:: Data provided
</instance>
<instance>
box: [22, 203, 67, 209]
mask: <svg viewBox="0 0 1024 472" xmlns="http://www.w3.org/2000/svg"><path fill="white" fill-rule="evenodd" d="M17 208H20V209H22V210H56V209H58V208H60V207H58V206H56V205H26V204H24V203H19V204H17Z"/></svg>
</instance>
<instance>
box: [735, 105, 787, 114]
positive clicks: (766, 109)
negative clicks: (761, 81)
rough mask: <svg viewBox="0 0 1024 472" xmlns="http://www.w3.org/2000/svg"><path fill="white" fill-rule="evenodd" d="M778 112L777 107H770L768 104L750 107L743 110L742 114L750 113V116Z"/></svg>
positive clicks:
::::
• **Exercise goal**
Format every line of the items above as a numbered list, omitting any blank lines.

• **Reply**
1. </instance>
2. <instance>
3. box: [22, 203, 67, 209]
4. mask: <svg viewBox="0 0 1024 472" xmlns="http://www.w3.org/2000/svg"><path fill="white" fill-rule="evenodd" d="M17 208H20V209H22V210H56V209H58V208H60V207H58V206H56V205H26V204H24V203H19V204H17Z"/></svg>
5. </instance>
6. <instance>
7. box: [735, 105, 787, 114]
8. positive clicks: (766, 109)
9. negative clicks: (761, 81)
10. rough mask: <svg viewBox="0 0 1024 472" xmlns="http://www.w3.org/2000/svg"><path fill="white" fill-rule="evenodd" d="M778 112L777 107H770L768 104L750 107L743 110L742 114L750 113V116Z"/></svg>
11. positive clicks:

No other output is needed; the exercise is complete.